--- Extracted data Enclosed Below ---
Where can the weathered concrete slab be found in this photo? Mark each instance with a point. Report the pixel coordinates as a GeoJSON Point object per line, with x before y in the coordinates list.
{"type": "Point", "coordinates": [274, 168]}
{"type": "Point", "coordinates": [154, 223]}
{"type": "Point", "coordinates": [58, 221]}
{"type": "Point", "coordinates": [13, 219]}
--- End of Enclosed Extracted data ---
--- Extracted data Enclosed Below ---
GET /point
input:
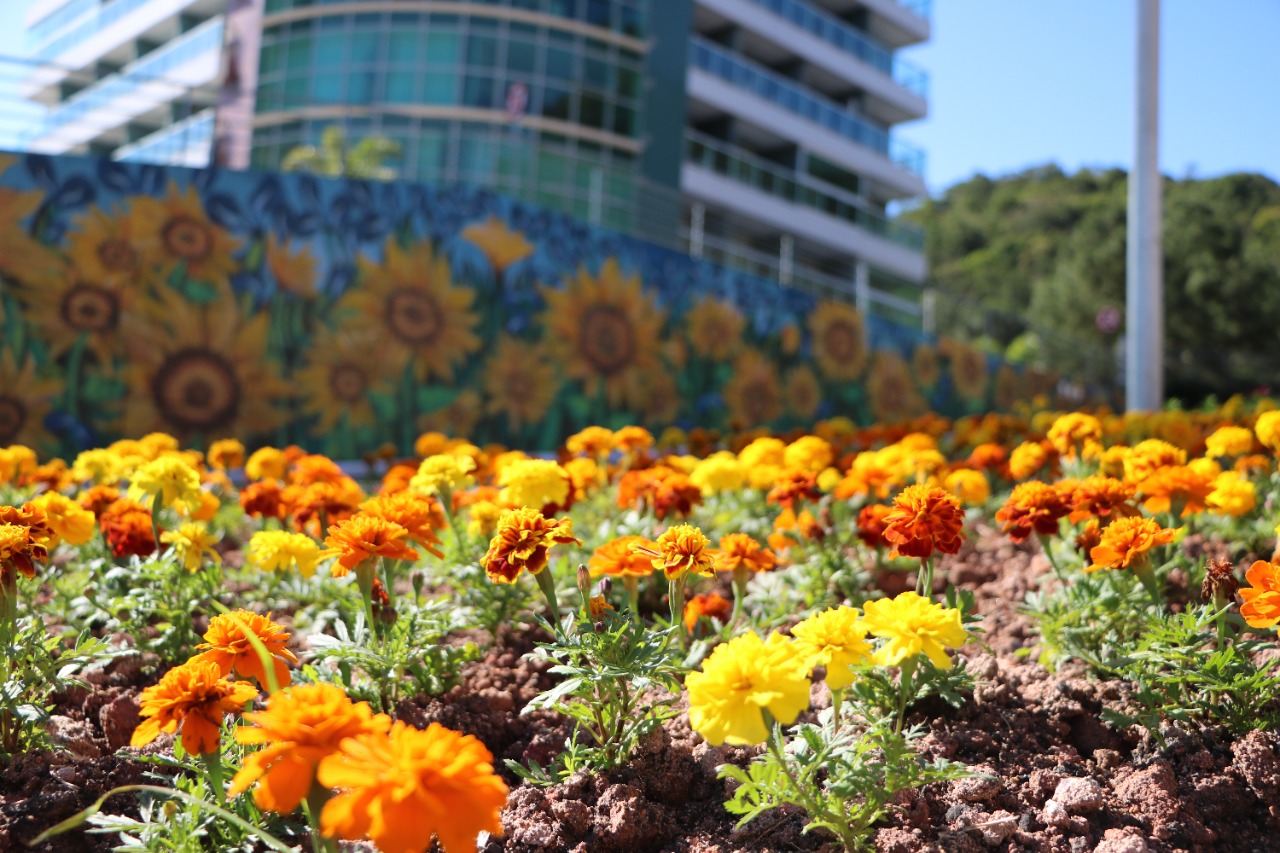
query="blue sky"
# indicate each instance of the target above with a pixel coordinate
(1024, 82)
--- End of Enclosed Extracted data ---
--- Extracted data Enclosed Below ---
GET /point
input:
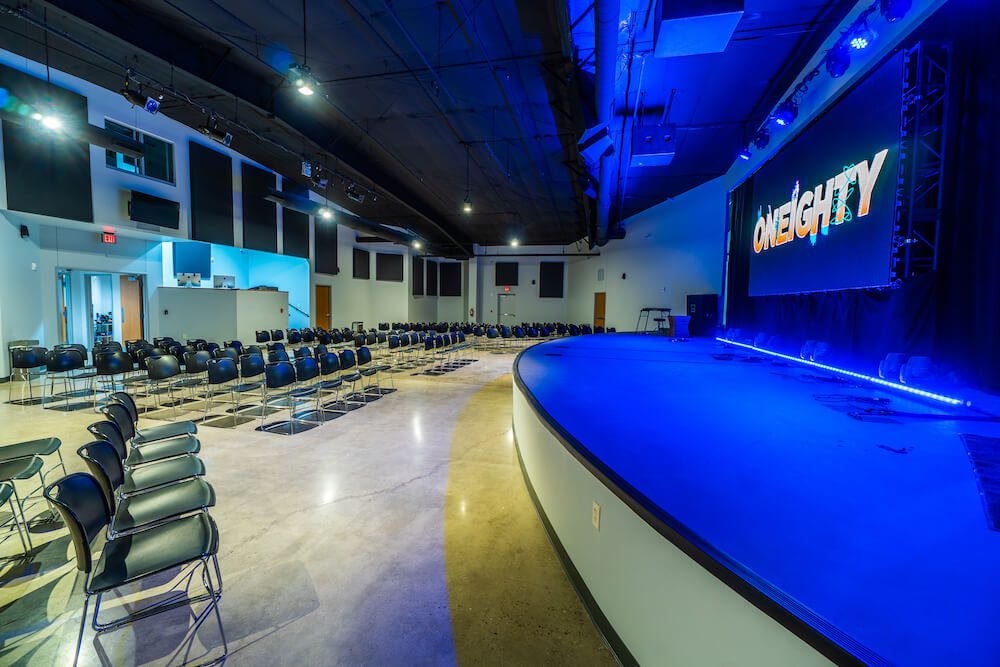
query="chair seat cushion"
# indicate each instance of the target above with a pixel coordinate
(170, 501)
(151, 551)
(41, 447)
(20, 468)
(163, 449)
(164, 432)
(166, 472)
--- End of Enclosed Extracted data ---
_Exercise goal:_ Within the records, tally every line that contains the word "query". Only the resulting number should be given.

_Answer to the exercise:_ 2